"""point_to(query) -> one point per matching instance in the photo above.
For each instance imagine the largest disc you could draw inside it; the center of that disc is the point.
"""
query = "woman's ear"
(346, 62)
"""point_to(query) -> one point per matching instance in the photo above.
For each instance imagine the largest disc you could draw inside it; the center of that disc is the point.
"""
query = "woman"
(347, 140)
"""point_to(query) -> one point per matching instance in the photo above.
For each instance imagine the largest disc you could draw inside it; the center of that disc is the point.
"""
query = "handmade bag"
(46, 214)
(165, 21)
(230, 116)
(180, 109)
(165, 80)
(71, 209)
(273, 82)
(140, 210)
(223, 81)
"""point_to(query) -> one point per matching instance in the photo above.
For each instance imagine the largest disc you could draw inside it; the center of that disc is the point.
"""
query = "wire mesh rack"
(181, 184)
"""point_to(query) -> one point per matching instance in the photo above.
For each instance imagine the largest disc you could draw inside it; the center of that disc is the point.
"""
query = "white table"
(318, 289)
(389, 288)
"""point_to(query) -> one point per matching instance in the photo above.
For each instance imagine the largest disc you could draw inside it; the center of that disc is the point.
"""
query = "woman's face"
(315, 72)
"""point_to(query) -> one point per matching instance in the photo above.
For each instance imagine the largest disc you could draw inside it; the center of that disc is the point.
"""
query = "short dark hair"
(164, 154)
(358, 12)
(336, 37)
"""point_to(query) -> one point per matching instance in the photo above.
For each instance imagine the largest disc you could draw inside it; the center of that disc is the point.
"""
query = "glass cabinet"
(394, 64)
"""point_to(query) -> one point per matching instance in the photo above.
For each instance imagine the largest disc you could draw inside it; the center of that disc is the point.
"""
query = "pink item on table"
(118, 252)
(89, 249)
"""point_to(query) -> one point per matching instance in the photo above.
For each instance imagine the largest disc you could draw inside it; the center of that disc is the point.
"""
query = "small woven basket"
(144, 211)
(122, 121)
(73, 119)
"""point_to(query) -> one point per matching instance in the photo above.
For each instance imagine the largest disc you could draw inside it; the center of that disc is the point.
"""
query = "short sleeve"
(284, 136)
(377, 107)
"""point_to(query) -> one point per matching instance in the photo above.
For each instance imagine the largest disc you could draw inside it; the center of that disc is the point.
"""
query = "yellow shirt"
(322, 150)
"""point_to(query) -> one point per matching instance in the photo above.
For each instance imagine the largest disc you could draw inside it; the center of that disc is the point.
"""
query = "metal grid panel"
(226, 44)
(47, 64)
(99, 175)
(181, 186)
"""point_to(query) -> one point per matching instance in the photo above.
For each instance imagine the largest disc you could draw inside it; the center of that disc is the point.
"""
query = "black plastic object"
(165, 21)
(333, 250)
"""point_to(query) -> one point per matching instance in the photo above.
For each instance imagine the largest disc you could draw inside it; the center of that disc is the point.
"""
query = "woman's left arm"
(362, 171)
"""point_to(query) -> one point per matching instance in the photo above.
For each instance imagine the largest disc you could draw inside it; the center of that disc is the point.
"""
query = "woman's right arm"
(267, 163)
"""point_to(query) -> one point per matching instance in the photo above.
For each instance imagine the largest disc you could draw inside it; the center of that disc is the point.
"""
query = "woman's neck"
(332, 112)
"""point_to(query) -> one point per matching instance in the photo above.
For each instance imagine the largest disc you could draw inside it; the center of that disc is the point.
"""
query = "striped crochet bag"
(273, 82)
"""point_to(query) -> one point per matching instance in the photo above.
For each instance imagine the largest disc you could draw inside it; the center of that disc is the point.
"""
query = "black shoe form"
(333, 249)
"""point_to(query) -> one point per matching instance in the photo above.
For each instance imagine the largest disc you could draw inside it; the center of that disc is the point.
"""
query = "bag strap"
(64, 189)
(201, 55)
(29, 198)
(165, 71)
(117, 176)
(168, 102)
* * *
Every line in the listing above should be repeated exactly.

"""point_to(query) -> one point per matching instance in the photo above.
For each instance imagine the largest disc you could draw inside it; the center of that disc is the point.
"""
query = "woman's ear"
(346, 62)
"""point_to(query) -> one point per matching instance in the photo above.
For each instance imagine the largest disc you could draw inside it; the center of that disc is the point.
"""
query = "woman"
(347, 140)
"""point_to(query) -> one point per matching instance in the photo above.
For each instance imagine the largest disc you could draw inside it; the center of that disc is the point.
"""
query = "handmade bag"
(46, 214)
(165, 21)
(230, 116)
(180, 109)
(165, 80)
(71, 209)
(273, 82)
(140, 210)
(223, 81)
"""point_to(query) -> one point per matching instance in the photo above.
For each instance imagine the largest disc you could draw inside it; the center of that disc is the point.
"""
query = "wire mesh rack"
(181, 184)
"""point_to(query) -> one point per matching instance in the photo above.
For each instance imagine the largest disc you could draw inside it; the center of that disc is the point.
"""
query = "white table"
(318, 289)
(389, 288)
"""point_to(query) -> one point per matching instance in the photo above.
For each instance imagine the largest disc you could draw inside it; the center of that disc is the point.
"""
query = "woman's face"
(315, 72)
"""point_to(query) -> one point per matching instance in the photo above.
For each instance imagine the largest disc you could draw inside it; the center of that disc is the point.
"""
query = "short dark hair"
(164, 154)
(358, 12)
(336, 37)
"""point_to(query) -> one point per matching instance in the photo above.
For each instance imagine the largest disc you could draw inside it; the center of that disc is the point.
"""
query = "glass cabinet"
(394, 64)
"""point_to(query) -> one point per matching instance in the photo above.
For each instance imagine the largest disc you could draw inside it; the center of that disc is the point.
"""
query = "pink item on table"
(118, 252)
(89, 249)
"""point_to(query) -> one point per matching instance in the photo above.
For each instance imagine the largest disc you could draw inside it; the center of that disc is the point.
"""
query = "small woven basket"
(144, 211)
(122, 121)
(73, 119)
"""point_to(query) -> one point per matching instance in the photo above.
For each instance imagine the largest disc you could draw inside it; the center of that disc is the point.
"""
query = "short sleeve"
(284, 136)
(377, 107)
"""point_to(query) -> one point per matching instance in the photo above.
For each instance imagine the largest disc you could draw inside it; the center of that disc is the point.
"""
query = "yellow shirt"
(322, 150)
"""point_to(query) -> one point per matching instance in the photo above.
For each instance imagine the largest disc you could draw inside it; the center of that disc is the point.
"""
query = "metal grid panel"
(226, 44)
(47, 64)
(99, 175)
(181, 186)
"""point_to(query) -> one point per matching instance in the photo above.
For each instance imagine the largest disc you could draw inside it; the center of that disc is the point.
"""
query = "black plastic object"
(165, 21)
(333, 250)
"""point_to(query) -> one point per matching instance in the photo above.
For each instance imagine the largest disc you could draw inside it; the center of that disc is the point.
"""
query = "woman's left arm"
(362, 171)
"""point_to(query) -> one point per matching instance in the photo above.
For each instance imagine the largest disc you could draw inside it; the center of that disc is the point.
"""
query = "woman's right arm"
(267, 163)
"""point_to(query) -> one point per matching instance in the photo above.
For each instance imagine the largest disc you could draw inside it; the center of that disc is the point.
"""
query = "woman's neck"
(332, 112)
"""point_to(query) -> one point per matching instance in the photo above.
For each instance imagine the largest disc you could draw inside it; the center of that disc is the point.
"""
query = "striped crochet bag"
(273, 82)
"""point_to(query) -> one point per matching instance in the photo above.
For each instance imagine the largest disc you could draw inside it; the center of that disc is the point.
"""
query = "black shoe form"
(333, 249)
"""point_to(query) -> one point per matching instance in the photo above.
For each instance imagine the largest disc you could draw inside it; the center of that disc is the point.
"""
query = "bag strap"
(64, 189)
(201, 55)
(29, 198)
(165, 71)
(117, 176)
(168, 102)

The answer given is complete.